Aim of the exercise
Retype the data exactly. Spelling and punctuation stay as they are.

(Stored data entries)
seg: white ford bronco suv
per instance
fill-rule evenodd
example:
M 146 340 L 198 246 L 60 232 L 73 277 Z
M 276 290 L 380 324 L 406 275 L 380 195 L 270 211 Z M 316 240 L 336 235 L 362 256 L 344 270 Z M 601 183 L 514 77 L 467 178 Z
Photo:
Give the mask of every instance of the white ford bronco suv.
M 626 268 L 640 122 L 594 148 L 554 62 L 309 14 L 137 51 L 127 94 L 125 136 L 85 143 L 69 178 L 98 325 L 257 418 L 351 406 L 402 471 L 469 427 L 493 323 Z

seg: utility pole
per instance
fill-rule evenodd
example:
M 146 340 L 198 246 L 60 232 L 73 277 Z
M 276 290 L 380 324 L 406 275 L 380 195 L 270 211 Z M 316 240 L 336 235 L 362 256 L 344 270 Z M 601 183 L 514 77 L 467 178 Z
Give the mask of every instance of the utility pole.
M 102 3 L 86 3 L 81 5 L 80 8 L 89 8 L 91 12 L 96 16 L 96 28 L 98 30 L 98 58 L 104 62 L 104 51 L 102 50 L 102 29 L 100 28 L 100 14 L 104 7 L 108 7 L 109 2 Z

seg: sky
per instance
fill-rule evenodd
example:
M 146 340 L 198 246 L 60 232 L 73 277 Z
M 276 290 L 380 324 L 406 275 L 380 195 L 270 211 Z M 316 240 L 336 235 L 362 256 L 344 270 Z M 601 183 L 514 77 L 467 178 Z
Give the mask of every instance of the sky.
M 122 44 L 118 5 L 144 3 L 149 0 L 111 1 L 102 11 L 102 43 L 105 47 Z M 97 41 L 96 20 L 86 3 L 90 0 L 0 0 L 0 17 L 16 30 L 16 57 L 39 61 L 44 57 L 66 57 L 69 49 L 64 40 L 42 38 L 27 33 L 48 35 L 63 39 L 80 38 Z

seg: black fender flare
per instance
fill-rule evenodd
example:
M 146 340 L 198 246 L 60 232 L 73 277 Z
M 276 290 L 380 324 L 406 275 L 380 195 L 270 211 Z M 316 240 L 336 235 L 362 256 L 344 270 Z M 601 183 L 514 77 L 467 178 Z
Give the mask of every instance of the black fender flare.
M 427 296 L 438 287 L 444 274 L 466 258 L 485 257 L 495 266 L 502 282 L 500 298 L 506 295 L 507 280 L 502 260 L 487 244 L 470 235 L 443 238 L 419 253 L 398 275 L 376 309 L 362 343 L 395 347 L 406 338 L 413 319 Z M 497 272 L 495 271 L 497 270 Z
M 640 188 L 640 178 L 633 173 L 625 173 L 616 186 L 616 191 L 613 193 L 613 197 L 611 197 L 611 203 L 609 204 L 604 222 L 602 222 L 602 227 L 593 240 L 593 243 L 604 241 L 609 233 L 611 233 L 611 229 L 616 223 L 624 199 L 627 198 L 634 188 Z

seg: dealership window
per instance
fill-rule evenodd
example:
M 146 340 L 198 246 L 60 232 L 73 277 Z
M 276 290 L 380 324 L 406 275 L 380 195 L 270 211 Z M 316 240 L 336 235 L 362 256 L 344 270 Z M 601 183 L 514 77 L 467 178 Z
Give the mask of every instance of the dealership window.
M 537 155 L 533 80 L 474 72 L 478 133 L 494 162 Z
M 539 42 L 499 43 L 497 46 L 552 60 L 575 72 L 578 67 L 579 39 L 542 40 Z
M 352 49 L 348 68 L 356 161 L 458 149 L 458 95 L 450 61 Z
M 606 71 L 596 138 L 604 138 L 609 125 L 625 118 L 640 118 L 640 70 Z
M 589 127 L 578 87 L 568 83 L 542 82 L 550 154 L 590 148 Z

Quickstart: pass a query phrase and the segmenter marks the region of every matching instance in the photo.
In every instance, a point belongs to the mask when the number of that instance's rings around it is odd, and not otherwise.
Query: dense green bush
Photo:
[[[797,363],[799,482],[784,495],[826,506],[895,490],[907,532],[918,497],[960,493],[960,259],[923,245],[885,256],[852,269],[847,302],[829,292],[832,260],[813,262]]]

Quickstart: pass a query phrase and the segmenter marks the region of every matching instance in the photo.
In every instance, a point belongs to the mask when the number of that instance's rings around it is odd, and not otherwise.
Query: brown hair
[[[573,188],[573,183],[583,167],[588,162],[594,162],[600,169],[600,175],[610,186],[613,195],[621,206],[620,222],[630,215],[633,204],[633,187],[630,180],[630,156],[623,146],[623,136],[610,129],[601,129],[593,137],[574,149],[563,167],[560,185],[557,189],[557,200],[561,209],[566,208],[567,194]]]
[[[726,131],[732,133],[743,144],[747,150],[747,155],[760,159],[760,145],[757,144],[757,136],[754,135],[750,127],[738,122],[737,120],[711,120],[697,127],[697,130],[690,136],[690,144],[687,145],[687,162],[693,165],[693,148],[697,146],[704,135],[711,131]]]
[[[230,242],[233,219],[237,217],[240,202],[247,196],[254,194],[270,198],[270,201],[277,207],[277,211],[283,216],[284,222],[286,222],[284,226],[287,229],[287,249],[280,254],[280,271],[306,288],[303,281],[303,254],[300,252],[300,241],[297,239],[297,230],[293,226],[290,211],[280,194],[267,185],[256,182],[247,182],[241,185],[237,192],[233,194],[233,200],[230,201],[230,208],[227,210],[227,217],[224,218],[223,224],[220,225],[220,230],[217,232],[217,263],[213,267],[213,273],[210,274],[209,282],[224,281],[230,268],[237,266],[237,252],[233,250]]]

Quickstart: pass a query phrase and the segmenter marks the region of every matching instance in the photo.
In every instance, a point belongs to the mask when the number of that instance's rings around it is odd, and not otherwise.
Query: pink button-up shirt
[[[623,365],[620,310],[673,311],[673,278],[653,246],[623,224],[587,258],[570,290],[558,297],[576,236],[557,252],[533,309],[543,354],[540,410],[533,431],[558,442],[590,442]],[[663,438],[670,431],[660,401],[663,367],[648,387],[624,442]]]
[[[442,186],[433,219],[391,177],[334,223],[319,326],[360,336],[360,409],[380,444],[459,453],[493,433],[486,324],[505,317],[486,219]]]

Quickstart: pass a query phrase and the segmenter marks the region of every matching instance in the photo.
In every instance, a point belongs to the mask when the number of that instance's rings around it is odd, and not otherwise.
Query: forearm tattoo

Task solution
seg: white ford bronco suv
per instance
fill-rule evenodd
example:
M 146 340 L 198 246 L 60 232 L 73 277 Z
M 276 290 L 380 324 L 406 275 L 380 195 L 270 211 Z M 316 240 L 336 235 L 362 256 L 344 270 Z M 601 183 L 514 77 L 467 178 Z
Photo:
Give the mask of every instance of the white ford bronco suv.
M 626 268 L 640 122 L 594 148 L 554 62 L 309 14 L 137 51 L 127 94 L 125 136 L 85 143 L 69 178 L 98 325 L 257 418 L 351 406 L 402 471 L 469 427 L 493 323 Z

seg: utility pole
per instance
fill-rule evenodd
example:
M 146 340 L 198 246 L 60 232 L 73 277 Z
M 276 290 L 380 324 L 406 275 L 380 195 L 270 211 Z M 316 240 L 336 235 L 362 256 L 344 270 Z M 601 183 L 514 77 L 467 178 Z
Give the mask of every instance of the utility pole.
M 102 3 L 86 3 L 81 5 L 80 8 L 89 8 L 91 12 L 96 16 L 96 28 L 98 30 L 98 58 L 104 62 L 104 51 L 102 50 L 102 29 L 100 28 L 100 14 L 104 7 L 108 7 L 109 2 Z

seg: sky
per instance
fill-rule evenodd
example:
M 146 340 L 198 246 L 60 232 L 73 277 Z
M 276 290 L 380 324 L 406 275 L 380 195 L 270 211 Z M 316 240 L 336 235 L 362 256 L 344 270 Z M 601 183 L 514 77 L 467 178 Z
Give the mask of every instance of the sky.
M 122 44 L 118 5 L 144 3 L 149 0 L 111 1 L 102 11 L 102 43 L 105 47 Z M 97 41 L 96 20 L 86 3 L 90 0 L 0 0 L 0 17 L 16 30 L 16 57 L 39 61 L 44 57 L 66 57 L 69 49 L 64 40 L 42 38 L 27 33 L 48 35 L 63 39 L 80 38 Z

seg: black fender flare
per instance
fill-rule evenodd
example:
M 146 340 L 198 246 L 60 232 L 73 277 Z
M 276 290 L 380 324 L 406 275 L 380 195 L 270 211 Z M 316 240 L 336 235 L 362 256 L 344 270 Z M 601 183 L 514 77 L 467 178 Z
Give the mask of every instance of the black fender flare.
M 427 296 L 438 287 L 444 274 L 466 258 L 485 257 L 495 266 L 502 282 L 500 298 L 506 295 L 507 280 L 502 260 L 487 244 L 470 235 L 443 238 L 419 253 L 398 275 L 376 309 L 362 343 L 395 347 L 406 338 L 413 319 Z M 497 272 L 495 271 L 497 270 Z
M 640 188 L 640 178 L 633 173 L 625 173 L 616 186 L 616 191 L 613 193 L 613 197 L 611 197 L 611 203 L 609 204 L 604 222 L 602 222 L 602 227 L 593 240 L 593 243 L 604 241 L 609 233 L 611 233 L 611 229 L 616 223 L 624 199 L 627 198 L 634 188 Z

seg: dealership window
per instance
fill-rule evenodd
example:
M 146 340 L 198 246 L 60 232 L 73 277 Z
M 276 290 L 380 324 L 406 275 L 380 195 L 270 211 Z M 316 240 L 336 235 L 362 256 L 344 270 Z M 601 183 L 514 77 L 467 178 Z
Give the mask of every instance of the dealership window.
M 537 155 L 533 80 L 474 72 L 478 133 L 494 162 Z
M 539 42 L 499 43 L 497 46 L 552 60 L 575 72 L 578 67 L 579 39 L 542 40 Z
M 352 49 L 348 68 L 356 161 L 458 149 L 458 95 L 450 61 Z
M 606 71 L 596 138 L 604 138 L 609 125 L 625 118 L 640 118 L 640 70 Z
M 589 127 L 578 87 L 568 83 L 542 82 L 550 154 L 590 148 Z

Quickstart: pass a query phrase and the segmenter marks the region of every matching instance in the photo.
In every instance, a point belongs to the mask when the number of that instance's rings around it is odd, and not otherwise.
Query: dense green bush
Photo:
[[[797,363],[799,482],[784,495],[826,506],[895,490],[907,532],[918,497],[960,493],[960,259],[923,245],[885,256],[852,269],[847,302],[829,292],[832,260],[813,262]]]

Quickstart: pass a query phrase and the segmenter marks the region of every matching instance in the photo.
In every instance, a point belongs to the mask when the number of that instance's rings around it is odd, and not otherwise.
Query: brown hair
[[[573,188],[573,183],[583,167],[588,162],[594,162],[600,169],[600,175],[610,186],[613,195],[621,206],[620,222],[630,215],[633,204],[633,187],[630,180],[630,156],[623,146],[623,136],[610,129],[601,129],[593,137],[574,149],[563,167],[560,185],[557,189],[557,200],[561,209],[566,208],[567,194]]]
[[[726,131],[732,133],[743,144],[747,150],[747,155],[760,159],[760,145],[757,144],[757,136],[754,135],[750,127],[738,122],[737,120],[711,120],[697,127],[697,130],[690,136],[690,144],[687,145],[687,162],[693,165],[693,148],[697,146],[704,135],[711,131]]]
[[[230,242],[233,219],[237,217],[240,202],[247,196],[254,194],[270,198],[270,201],[277,207],[277,211],[283,216],[284,222],[286,222],[284,226],[287,229],[287,249],[280,254],[280,271],[306,288],[303,281],[303,254],[300,252],[300,241],[297,239],[297,230],[293,226],[290,211],[280,194],[267,185],[256,182],[247,182],[241,185],[237,192],[233,194],[233,200],[230,201],[230,208],[227,210],[227,217],[224,218],[223,224],[220,225],[220,230],[217,232],[217,263],[213,267],[213,273],[210,274],[209,282],[224,281],[230,268],[237,266],[237,252],[233,250]]]

Quickstart: pass a query phrase and the segmenter marks the region of every matching instance in the photo.
In every instance, a point belongs to the mask when the number of that instance's rings around it is odd, and not otherwise.
Query: pink button-up shirt
[[[623,365],[620,310],[673,311],[673,278],[653,246],[623,224],[587,258],[570,290],[558,297],[576,236],[557,252],[533,309],[543,354],[540,410],[533,431],[558,442],[590,442]],[[663,438],[670,431],[660,401],[663,367],[648,387],[624,442]]]
[[[442,186],[433,219],[391,177],[334,223],[319,326],[360,336],[360,409],[380,444],[459,453],[493,433],[486,324],[505,317],[486,219]]]

Quickstart: pass a query phrase and the segmenter marks the region of every matching instance in the photo.
In every instance, a point belongs to the mask when the number of that instance's rings around it is odd, and not otherwise.
Query: forearm tattoo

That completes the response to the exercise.